• _Your tasks_
• a. Decide whether each statement below agrees with the agent evaluation guide, answering yes or no and quoting the exact words of the guide that settle it. (i) A single agent may have more than one evaluation set. (ii) In Random run mode, the questions run in the order you define them. (iii) You start a new evaluation set by clicking Manage Evaluations and then selecting Add.
• b. Write the next part of the agent evaluation guide, picking up after its final sentence.

:: Given passage

Evaluate Agents

Use evaluation sets to assess your agents’ performance. An evaluation set contains one or more test questions, the expected agent responses, and the metrics to be measured. Evaluation sets are specific to each agent, and an agent can have multiple evaluation sets.

  1. Create an evaluation set for an agent.
    1. Go to Navigator > Tools > AI Agent Studio.
    2. Select the Monitoring and Evaluation tab.

      All evaluations run on the agents are displayed in the Evaluation tab.

    3. To create an evaluation set, click Manage Evaluations and select Add.

    4. Enter a name, code, and description for the evaluation set, and select the agent team to be evaluated.
    5. Choose the run mode.

      Sequential: Runs the questions in the exact order you define them. Use this if one question depends on the context of the previous one.

      Random: Runs the questions in a random order.

    6. From the Questions tab, add common questions that users are likely to ask the agent and the answers you would like the agent to deliver. Ensure both the questions and answers are concise, user-friendly, and reflect best practices.

::::
:: Extracted entries

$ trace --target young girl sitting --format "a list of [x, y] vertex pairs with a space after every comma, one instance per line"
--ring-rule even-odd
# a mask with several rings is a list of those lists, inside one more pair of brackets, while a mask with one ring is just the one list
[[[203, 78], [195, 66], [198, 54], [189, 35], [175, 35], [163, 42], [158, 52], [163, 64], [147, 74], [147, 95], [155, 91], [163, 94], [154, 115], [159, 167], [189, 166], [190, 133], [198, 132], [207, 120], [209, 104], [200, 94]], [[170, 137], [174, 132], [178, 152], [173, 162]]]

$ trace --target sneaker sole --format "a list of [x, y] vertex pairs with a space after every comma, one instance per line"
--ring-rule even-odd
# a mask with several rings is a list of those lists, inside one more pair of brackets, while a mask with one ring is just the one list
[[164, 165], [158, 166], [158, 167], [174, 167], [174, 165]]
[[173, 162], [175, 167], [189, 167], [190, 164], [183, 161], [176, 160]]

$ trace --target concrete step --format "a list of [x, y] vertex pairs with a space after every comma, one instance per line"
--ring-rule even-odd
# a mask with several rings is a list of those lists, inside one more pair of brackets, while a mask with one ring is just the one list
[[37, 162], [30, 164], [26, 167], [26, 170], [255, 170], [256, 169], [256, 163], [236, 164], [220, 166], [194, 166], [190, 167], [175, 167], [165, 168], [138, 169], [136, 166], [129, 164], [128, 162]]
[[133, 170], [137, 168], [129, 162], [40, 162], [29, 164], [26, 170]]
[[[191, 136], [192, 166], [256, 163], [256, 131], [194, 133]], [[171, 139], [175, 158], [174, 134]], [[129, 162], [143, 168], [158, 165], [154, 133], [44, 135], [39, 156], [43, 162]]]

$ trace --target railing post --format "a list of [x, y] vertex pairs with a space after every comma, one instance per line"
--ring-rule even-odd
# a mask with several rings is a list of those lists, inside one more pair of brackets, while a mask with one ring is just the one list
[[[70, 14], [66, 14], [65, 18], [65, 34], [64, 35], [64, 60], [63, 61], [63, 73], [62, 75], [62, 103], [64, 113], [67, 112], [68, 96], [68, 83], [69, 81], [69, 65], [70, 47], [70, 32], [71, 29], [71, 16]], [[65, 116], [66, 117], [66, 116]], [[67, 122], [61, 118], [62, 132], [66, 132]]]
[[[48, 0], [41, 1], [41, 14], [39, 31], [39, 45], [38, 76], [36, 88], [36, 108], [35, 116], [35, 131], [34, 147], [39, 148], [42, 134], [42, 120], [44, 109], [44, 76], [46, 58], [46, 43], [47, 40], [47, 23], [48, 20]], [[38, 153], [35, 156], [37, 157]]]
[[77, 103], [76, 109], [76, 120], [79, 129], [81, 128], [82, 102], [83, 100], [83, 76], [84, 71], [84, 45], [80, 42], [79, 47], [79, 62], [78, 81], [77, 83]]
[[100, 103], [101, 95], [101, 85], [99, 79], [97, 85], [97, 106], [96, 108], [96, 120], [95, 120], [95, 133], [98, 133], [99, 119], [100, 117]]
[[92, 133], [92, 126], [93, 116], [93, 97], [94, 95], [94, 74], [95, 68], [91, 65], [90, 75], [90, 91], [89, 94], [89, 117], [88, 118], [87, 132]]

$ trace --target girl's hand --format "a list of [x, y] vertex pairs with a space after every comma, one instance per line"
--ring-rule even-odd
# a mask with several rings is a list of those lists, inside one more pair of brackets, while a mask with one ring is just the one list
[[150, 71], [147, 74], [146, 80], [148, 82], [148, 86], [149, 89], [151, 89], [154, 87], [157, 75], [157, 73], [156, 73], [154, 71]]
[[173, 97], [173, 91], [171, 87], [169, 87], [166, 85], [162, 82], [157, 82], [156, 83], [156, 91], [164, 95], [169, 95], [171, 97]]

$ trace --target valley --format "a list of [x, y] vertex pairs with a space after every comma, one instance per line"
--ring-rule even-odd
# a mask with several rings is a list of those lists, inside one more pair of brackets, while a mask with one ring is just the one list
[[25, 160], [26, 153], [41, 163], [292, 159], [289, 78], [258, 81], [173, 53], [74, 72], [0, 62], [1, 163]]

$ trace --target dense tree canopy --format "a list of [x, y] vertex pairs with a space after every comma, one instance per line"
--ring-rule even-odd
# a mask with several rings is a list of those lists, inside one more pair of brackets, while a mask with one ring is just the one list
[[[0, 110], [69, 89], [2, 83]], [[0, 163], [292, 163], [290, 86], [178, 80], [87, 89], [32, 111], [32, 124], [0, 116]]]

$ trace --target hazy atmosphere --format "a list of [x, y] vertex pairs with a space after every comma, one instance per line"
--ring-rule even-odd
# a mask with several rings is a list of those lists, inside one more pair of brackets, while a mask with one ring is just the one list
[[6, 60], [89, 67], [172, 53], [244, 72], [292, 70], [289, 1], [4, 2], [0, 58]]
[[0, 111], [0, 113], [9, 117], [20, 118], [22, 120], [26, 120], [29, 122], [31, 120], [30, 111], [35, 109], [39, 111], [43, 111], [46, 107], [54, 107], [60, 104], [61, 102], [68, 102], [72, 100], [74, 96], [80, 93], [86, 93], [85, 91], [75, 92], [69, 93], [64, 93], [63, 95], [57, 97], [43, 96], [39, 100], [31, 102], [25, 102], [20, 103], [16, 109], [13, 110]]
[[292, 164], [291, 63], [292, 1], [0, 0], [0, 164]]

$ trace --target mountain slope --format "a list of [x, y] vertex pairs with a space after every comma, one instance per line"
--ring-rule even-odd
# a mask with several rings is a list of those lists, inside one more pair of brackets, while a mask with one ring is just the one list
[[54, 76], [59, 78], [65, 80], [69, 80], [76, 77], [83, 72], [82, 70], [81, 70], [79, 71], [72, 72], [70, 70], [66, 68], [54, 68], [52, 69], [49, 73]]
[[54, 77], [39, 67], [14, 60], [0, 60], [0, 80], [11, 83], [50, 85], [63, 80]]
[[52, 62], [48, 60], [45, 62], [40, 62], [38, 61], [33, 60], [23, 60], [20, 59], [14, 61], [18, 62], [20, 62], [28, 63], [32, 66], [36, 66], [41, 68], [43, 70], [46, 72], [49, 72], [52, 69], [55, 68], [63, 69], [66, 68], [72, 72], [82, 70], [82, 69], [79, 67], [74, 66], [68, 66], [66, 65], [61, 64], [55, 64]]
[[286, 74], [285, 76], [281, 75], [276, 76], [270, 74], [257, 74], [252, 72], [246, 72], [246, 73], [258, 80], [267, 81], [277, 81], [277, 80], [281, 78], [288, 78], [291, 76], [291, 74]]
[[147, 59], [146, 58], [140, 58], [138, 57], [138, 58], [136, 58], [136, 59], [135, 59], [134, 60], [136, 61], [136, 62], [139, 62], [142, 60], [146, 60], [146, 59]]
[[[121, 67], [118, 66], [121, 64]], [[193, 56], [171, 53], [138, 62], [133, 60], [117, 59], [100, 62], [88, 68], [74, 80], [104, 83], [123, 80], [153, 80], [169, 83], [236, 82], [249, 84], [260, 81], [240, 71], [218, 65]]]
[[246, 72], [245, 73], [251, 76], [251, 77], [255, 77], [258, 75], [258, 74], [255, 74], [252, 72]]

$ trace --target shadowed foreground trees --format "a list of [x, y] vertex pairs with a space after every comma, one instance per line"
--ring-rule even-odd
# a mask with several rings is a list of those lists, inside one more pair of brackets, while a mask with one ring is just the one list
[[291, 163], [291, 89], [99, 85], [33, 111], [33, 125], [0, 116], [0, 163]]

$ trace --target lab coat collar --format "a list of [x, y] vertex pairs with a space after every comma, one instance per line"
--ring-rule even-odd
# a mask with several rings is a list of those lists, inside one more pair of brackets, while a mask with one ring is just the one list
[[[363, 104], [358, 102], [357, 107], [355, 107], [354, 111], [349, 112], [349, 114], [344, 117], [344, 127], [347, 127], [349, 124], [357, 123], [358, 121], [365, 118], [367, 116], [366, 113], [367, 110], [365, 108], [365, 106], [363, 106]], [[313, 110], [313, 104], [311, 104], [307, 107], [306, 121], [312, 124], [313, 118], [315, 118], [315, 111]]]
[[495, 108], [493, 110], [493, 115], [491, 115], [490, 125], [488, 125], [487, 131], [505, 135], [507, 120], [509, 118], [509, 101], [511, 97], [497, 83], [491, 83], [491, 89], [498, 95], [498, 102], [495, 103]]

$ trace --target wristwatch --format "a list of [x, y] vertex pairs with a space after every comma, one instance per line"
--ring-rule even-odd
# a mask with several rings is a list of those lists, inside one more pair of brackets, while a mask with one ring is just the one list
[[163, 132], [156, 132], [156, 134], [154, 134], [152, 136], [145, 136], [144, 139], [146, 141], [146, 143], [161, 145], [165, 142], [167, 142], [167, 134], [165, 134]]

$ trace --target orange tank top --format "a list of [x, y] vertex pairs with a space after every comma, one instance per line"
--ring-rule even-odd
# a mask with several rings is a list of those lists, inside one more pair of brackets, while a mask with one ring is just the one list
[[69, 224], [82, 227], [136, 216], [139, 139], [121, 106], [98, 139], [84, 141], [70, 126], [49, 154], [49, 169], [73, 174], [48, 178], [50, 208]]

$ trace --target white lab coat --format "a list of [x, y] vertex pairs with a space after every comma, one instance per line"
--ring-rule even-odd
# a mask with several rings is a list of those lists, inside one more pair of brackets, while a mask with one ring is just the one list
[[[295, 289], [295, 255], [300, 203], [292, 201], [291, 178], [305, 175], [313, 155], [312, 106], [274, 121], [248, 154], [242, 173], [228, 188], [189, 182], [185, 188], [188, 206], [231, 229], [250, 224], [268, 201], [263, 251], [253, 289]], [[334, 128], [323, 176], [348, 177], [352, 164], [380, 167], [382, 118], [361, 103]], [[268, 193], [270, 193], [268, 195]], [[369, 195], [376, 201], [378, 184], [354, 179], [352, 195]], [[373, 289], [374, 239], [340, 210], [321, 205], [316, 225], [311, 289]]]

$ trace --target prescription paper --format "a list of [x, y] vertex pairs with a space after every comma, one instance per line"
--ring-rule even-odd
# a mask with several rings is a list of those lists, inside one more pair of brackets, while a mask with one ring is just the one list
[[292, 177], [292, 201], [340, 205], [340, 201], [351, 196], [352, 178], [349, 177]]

::::

• _List of answers_
• a.
(i) Yes: "an agent can have multiple evaluation sets."
(ii) No: "Random: Runs the questions in a random order."
(iii) Yes: "To create an evaluation set, click Manage Evaluations and select Add."

• b.
      You can either add your questions and the expected answers individually, or upload a CSV file with the questions in the first column and the expected answers in the second column.

    7. From the Metrics tab, edit each metric to set the pass and fail criteria. For example, to indicate that the test fails if the correctness score is less than 0.7, choose < as the threshold condition and enter 0.7 as the threshold value.
    8. Select Create to save the evaluation set.
  2. Run the evaluation set.
    1. On the Manage Evaluations page, select the Initiate Evaluation Run action for your evaluation set.
    2. Choose the version of the agent team to evaluate and run the evaluation.
  3. Analyze the results.
    1. Click the evaluation set to view the Evaluation Runs page.
    2. Select the evaluation run and select the View Run Results action.

      Tab Information Displayed
      Response performance
      • Comparison of the expected response versus the actual response from the agent for each question, along with the metrics for each question in the evaluation.
      • Trace provides information about the detailed timeline for each question in the evaluation.
      Correctness Detailed breakdown of the correctness score. The LLM provides an initial score and feedback, and you can add your own feedback for record keeping in the Correctness Score by Human column.